(Saved data entries)
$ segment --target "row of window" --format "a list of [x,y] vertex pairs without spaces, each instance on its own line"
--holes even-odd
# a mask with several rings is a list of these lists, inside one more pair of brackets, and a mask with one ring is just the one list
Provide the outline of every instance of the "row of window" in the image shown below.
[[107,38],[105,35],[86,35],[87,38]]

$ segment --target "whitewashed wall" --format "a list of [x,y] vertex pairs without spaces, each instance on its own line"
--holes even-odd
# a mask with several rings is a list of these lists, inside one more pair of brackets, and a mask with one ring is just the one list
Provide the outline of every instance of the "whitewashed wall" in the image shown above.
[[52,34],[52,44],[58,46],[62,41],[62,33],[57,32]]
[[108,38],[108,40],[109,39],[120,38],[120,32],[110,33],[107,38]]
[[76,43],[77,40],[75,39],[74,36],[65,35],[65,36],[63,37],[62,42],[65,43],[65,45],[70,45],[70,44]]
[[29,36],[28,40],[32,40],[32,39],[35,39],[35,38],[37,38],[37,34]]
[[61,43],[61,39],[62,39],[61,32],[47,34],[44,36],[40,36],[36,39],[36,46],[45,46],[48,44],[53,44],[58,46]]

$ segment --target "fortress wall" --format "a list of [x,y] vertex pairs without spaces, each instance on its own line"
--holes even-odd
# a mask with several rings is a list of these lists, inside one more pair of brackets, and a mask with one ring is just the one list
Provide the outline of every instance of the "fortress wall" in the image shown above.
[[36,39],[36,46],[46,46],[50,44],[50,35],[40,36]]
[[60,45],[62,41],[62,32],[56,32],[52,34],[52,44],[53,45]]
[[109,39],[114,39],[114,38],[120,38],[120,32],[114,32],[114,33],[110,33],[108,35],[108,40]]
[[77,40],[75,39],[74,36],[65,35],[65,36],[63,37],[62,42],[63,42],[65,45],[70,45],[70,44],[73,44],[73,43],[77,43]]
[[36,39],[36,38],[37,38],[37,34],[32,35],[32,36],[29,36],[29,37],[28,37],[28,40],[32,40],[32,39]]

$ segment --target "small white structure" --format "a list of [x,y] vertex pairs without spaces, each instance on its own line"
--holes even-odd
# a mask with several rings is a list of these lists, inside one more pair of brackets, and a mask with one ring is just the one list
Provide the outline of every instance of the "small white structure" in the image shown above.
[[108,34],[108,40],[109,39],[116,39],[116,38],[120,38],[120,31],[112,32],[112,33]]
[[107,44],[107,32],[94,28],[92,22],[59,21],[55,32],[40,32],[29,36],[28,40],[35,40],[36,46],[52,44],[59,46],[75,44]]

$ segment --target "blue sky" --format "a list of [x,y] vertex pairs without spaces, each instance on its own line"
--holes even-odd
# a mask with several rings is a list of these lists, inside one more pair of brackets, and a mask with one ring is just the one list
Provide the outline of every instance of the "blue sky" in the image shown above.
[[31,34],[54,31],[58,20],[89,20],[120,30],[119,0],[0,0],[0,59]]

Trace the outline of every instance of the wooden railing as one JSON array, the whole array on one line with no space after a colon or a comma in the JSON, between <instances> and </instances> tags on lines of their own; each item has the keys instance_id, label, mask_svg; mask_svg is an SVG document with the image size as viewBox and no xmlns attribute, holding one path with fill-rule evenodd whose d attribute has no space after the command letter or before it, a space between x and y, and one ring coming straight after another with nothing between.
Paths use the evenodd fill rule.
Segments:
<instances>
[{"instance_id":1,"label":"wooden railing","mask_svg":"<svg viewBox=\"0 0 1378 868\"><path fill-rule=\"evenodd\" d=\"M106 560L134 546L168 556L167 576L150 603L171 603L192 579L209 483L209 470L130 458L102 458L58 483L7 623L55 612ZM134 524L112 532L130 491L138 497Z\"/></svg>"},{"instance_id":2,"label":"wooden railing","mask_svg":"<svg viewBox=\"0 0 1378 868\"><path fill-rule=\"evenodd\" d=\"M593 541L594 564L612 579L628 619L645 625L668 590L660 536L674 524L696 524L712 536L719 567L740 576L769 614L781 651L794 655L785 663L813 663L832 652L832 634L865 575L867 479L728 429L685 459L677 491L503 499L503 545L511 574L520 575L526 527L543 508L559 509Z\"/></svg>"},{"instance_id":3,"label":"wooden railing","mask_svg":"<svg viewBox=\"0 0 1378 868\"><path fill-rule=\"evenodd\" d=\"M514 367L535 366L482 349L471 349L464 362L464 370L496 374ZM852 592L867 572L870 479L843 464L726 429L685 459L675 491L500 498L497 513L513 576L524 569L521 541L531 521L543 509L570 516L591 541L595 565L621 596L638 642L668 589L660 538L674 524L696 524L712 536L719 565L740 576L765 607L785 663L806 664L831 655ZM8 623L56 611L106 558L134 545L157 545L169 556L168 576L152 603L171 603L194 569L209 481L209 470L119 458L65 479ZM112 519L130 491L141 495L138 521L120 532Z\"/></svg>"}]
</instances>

● **Exercise requirements**
Output each entry precisely as given.

● **Task solution**
$ segment --target "row of window" --format "a list of [x,y] vertex pairs without spaces, each instance on its own line"
--holes even-odd
# a mask with several rings is a list of these lists, inside one more pair of brackets, and a mask with one ring is just the one list
Provide the outline of every instance of the "row of window" in the image shown below.
[[107,38],[105,35],[86,35],[87,38]]

$ segment --target "whitewashed wall" --format "a list of [x,y] vertex pairs without spaces, each instance on its own line"
--holes even-odd
# a mask with several rings is a list of these lists, inside one more pair of brackets, and a mask with one ring is just the one list
Provide the outline of every instance of the "whitewashed wall" in the image shown above.
[[52,34],[52,44],[58,46],[62,41],[62,33],[57,32]]
[[108,38],[108,40],[109,39],[120,38],[120,32],[110,33],[107,38]]
[[76,43],[77,40],[75,39],[74,36],[65,35],[65,36],[63,37],[62,42],[65,43],[65,45],[70,45],[70,44]]
[[29,36],[28,40],[32,40],[32,39],[35,39],[35,38],[37,38],[37,34]]
[[61,43],[61,39],[62,39],[61,32],[47,34],[44,36],[40,36],[36,39],[36,46],[45,46],[48,44],[53,44],[58,46]]

$ segment --target "fortress wall" --format "a list of [x,y] vertex pairs without spaces, each instance on its own line"
--holes even-odd
# a mask with several rings is a list of these lists, inside one more pair of brackets, and a mask with one ring is just the one list
Provide the outline of every instance of the "fortress wall" in the image shown above.
[[36,39],[36,46],[46,46],[50,44],[50,35],[40,36]]
[[60,45],[62,41],[62,32],[56,32],[52,34],[52,44],[53,45]]
[[109,39],[114,39],[114,38],[120,38],[120,32],[114,32],[114,33],[110,33],[108,35],[108,40]]
[[77,40],[75,39],[74,36],[65,35],[65,36],[63,37],[62,42],[63,42],[65,45],[70,45],[70,44],[73,44],[73,43],[77,43]]
[[36,39],[36,38],[37,38],[37,34],[32,35],[32,36],[29,36],[29,37],[28,37],[28,40],[32,40],[32,39]]

$ segment --target "small white structure" --format "a list of [x,y] vertex pairs without spaces, each instance on its own line"
--holes even-odd
# a mask with several rings is a list of these lists, inside one more pair of brackets, and a mask with one ring is just the one list
Provide the outline of every instance of the "small white structure" in the image shown above.
[[108,34],[108,40],[109,39],[116,39],[116,38],[120,38],[120,31],[112,32],[112,33]]
[[107,44],[107,32],[94,28],[92,22],[59,21],[55,32],[40,32],[29,36],[28,40],[35,40],[36,46],[52,44],[59,46],[75,44]]

$ segment --target "blue sky" --format "a list of [x,y] vertex pairs without spaces, each instance on its own line"
--holes even-odd
# a mask with several rings is a list of these lists, inside one more pair of brackets, and a mask with one ring is just the one list
Provide the outline of every instance of the "blue sky" in the image shown above.
[[31,34],[54,31],[58,20],[89,20],[120,30],[119,0],[0,0],[0,59]]

Trace the outline of every instance of the wooden railing as one JSON array, the whole array on one line with no space after a colon or a comma in the JSON, between <instances> and </instances> tags on lines of their own; each item has the keys instance_id, label, mask_svg; mask_svg is an SVG document with the image size as viewBox and no xmlns attribute, holding one path with fill-rule evenodd whose d attribute has no space after the command letter or before it, a space between x and y, and one ring coming straight after another with nothing between.
Paths use the evenodd fill rule.
Segments:
<instances>
[{"instance_id":1,"label":"wooden railing","mask_svg":"<svg viewBox=\"0 0 1378 868\"><path fill-rule=\"evenodd\" d=\"M106 560L134 546L168 556L167 576L150 603L171 603L192 579L209 483L209 470L130 458L102 458L58 483L7 623L55 612ZM134 524L112 532L130 491L138 497Z\"/></svg>"},{"instance_id":2,"label":"wooden railing","mask_svg":"<svg viewBox=\"0 0 1378 868\"><path fill-rule=\"evenodd\" d=\"M593 541L594 564L612 579L628 619L645 625L668 590L660 536L674 524L696 524L712 536L719 567L740 576L769 614L781 651L794 655L785 663L813 663L832 652L832 634L865 575L867 479L728 429L685 459L677 491L503 499L503 545L511 574L520 575L526 527L543 508L559 509Z\"/></svg>"},{"instance_id":3,"label":"wooden railing","mask_svg":"<svg viewBox=\"0 0 1378 868\"><path fill-rule=\"evenodd\" d=\"M514 367L535 366L482 349L471 349L464 362L464 370L496 374ZM852 592L867 572L870 479L843 464L726 429L685 459L675 491L500 498L497 513L513 576L524 569L521 541L531 521L543 509L570 516L591 541L595 565L621 596L638 642L668 589L660 538L674 524L696 524L712 536L719 565L740 576L765 607L785 663L806 664L831 655ZM8 623L56 611L106 558L134 545L157 545L169 556L168 576L152 603L171 603L194 569L209 481L209 470L119 458L65 479ZM112 519L130 491L141 495L138 521L120 532Z\"/></svg>"}]
</instances>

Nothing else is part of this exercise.